Opis zadania
Proszę przytoczyć dosłownie fragment tekstu o sztukach Czechowa, zaczynając od słów „Po nieudanej próbie” i kończąc na słowach „anarchistycznych włóczęgów Gorkiego.”.
── Fragment tekstu
Czechow oczywiście szydzi z wujaszka Wani. Szyderstwo to zaprawione jest jednak sporą dozą wyrozumiałości. Pobłażliwości tej nie ma zupełnie w „Płatonowie”, sztuce nieoszczędzającej nikogo i niczego, bezlitosnej dla wszystkich, zwłaszcza zaś dla samego Płatonowa, postaci niebanalnej, obdarzonej umysłem sceptycznym, łajdaka zdającego sobie sprawę ze swego łajdactwa, bezużyteczności i pustki świata, który rysuje mu się jako „potworny galimatias”. Pustki tej nie mogą mu zapełnić przygody miłosne, które są dlań nie tyle ucieczką od rzeczywistości, ile źródłem nowych, dodatkowych udręk. Nie on bowiem szuka kobiet, lecz one jego. Ucieka od nich, ale gdziekolwiek się znajdzie, zawsze jest obiektem ich zainteresowania. Są zafascynowane jego osobowością pełną kabotyńskiego hiperkrytycyzmu, skutecznie zresztą neutralizowanego atrofią woli, niemożnością jakiegokolwiek działania. Płatonow jest don Juanem absurdalnym, a więc anty – don Juanem, tragicznym i niepoważnym. W tym samym stopniu pozostali bohaterowie są antybohaterami antybohaterskiej epoki ustabilizowanego filisterstwa, często cynicznego, wyzywającego[3].
Po nieudanej próbie nawiązania kontaktu z teatrem przy pomocy „Płatonowa” Czechow przez kilka lat usiłuje nie myśleć o scenie. Dopiero w 1885 roku zapomina o swej urazie do teatru i o zawodzie, jaki mu on sprawił. Wtedy to powstaje szkic dramatyczny „Na szerokim gościńcu”, będący właściwie przeróbką sceniczną napisanego dwa lata wcześniej dla pisma „Budilnik” opowiadania „Jesienią”. Czechow wprowadził tu postać uderzająco podobną do koniokrada i złodziejaszka Osipa z „Płatonowa”, wędrownego opryszka Mierika, będącego zapowiedzią postaci późniejszych „bosiaków”, anarchistycznych włóczęgów Gorkiego.
────
── Wykaz wpisów
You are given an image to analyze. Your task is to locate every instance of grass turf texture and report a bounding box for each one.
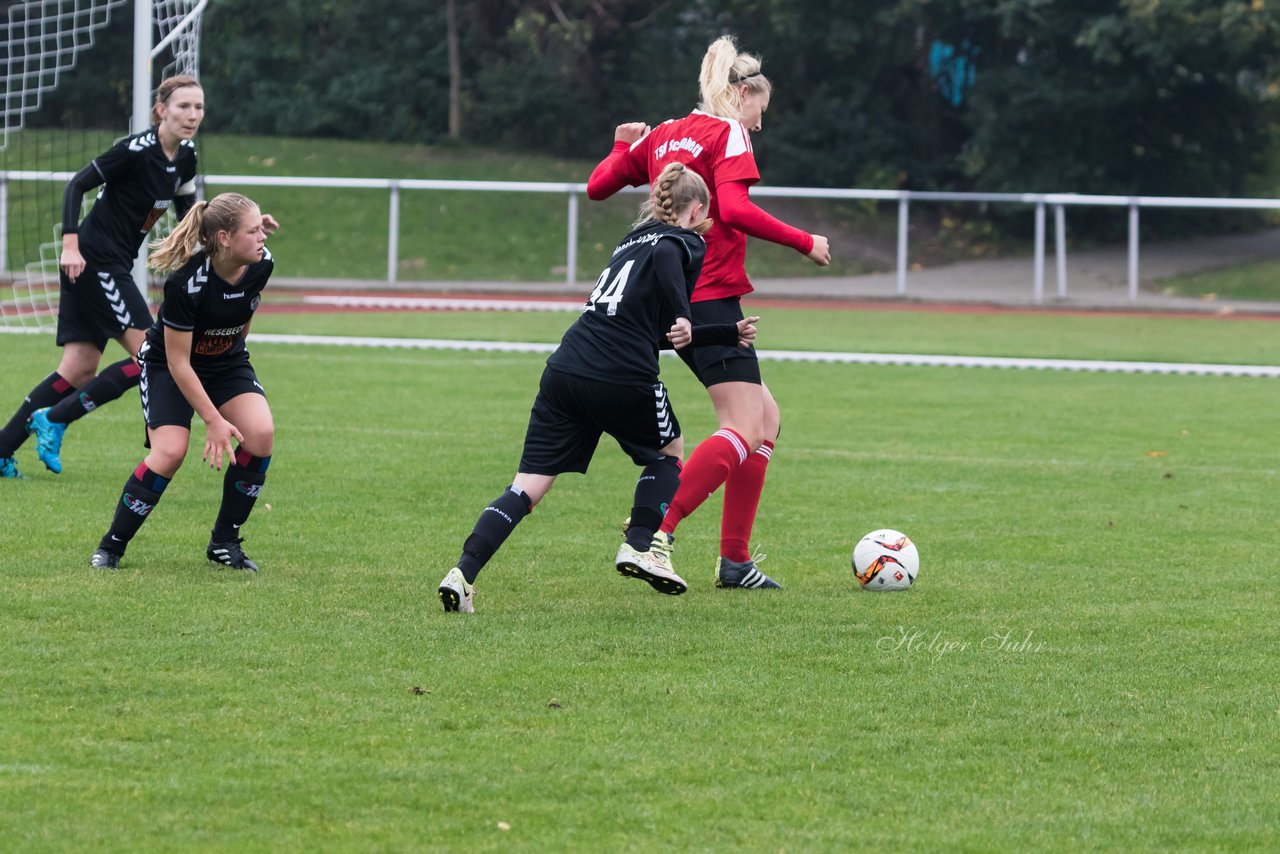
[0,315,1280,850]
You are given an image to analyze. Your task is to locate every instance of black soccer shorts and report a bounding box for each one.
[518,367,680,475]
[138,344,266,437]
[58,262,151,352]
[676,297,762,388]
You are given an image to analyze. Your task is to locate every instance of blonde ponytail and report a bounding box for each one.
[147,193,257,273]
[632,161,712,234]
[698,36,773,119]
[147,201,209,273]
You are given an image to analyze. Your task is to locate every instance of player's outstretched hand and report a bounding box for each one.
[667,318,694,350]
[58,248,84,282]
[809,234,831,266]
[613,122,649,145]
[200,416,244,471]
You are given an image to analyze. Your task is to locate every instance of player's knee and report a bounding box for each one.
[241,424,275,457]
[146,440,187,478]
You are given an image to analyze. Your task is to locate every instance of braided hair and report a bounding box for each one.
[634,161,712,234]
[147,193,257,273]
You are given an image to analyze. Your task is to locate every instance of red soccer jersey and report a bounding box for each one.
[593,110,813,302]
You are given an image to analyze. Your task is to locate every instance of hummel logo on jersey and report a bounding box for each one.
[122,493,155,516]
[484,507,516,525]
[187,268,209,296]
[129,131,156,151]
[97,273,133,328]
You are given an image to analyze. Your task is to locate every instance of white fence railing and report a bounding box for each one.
────
Odpowiedź pisemna
Po nieudanej próbie nawiązania kontaktu z teatrem przy pomocy „Płatonowa” Czechow przez kilka lat usiłuje nie myśleć o scenie. Dopiero w 1885 roku zapomina o swej urazie do teatru i o zawodzie, jaki mu on sprawił. Wtedy to powstaje szkic dramatyczny „Na szerokim gościńcu”, będący właściwie przeróbką sceniczną napisanego dwa lata wcześniej dla pisma „Budilnik” opowiadania „Jesienią”. Czechow wprowadził tu postać uderzająco podobną do koniokrada i złodziejaszka Osipa z „Płatonowa”, wędrownego opryszka Mierika, będącego zapowiedzią postaci późniejszych „bosiaków”, anarchistycznych włóczęgów Gorkiego.